Entries taken from a collection:
____________________

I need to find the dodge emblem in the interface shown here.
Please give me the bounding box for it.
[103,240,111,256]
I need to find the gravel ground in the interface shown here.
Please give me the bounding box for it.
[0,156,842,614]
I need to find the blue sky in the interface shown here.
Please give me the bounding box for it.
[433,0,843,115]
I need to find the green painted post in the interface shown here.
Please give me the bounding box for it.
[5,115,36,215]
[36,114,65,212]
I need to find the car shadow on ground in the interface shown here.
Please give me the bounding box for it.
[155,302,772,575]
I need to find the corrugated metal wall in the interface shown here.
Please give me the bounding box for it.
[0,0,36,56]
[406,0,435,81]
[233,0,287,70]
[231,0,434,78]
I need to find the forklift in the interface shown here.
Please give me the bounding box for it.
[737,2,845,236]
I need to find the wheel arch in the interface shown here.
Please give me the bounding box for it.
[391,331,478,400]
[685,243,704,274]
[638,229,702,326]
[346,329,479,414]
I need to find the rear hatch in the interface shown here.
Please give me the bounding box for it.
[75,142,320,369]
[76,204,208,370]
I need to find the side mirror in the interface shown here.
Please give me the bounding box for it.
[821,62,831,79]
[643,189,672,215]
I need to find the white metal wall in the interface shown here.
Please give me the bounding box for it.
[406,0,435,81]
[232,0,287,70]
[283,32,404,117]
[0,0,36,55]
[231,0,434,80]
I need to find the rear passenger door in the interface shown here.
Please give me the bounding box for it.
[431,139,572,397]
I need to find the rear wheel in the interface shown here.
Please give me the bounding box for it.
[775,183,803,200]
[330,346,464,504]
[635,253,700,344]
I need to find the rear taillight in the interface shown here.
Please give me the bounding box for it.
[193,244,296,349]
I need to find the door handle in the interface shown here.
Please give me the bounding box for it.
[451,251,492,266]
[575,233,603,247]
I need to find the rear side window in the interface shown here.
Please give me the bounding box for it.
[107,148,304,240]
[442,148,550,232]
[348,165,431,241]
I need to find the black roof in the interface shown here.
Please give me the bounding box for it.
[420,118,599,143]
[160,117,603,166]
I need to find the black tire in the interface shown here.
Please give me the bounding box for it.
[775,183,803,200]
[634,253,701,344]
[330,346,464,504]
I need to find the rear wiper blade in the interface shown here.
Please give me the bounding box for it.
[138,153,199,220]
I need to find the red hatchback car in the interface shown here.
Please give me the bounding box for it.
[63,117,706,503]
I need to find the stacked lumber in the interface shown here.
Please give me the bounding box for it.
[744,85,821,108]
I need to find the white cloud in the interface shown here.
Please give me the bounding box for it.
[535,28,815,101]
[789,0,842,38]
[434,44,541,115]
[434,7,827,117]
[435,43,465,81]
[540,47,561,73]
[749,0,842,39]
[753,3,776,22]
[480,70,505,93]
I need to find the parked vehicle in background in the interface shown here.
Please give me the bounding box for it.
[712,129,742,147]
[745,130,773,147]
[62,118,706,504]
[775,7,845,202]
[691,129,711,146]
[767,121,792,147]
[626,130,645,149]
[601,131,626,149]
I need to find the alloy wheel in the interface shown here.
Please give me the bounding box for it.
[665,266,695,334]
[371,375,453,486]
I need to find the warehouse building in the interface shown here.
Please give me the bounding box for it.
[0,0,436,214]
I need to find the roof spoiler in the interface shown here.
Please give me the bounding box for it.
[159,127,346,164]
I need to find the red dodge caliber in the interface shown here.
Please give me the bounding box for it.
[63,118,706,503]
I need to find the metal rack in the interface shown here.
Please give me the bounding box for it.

____________________

EXERCISE PROMPT:
Check every line of the records above for the string "wall". Copy those that hold it.

WRITTEN ANSWER:
I need to find the corrugated metal wall in the interface shown here.
I need to find the white metal wall in the interface shown here.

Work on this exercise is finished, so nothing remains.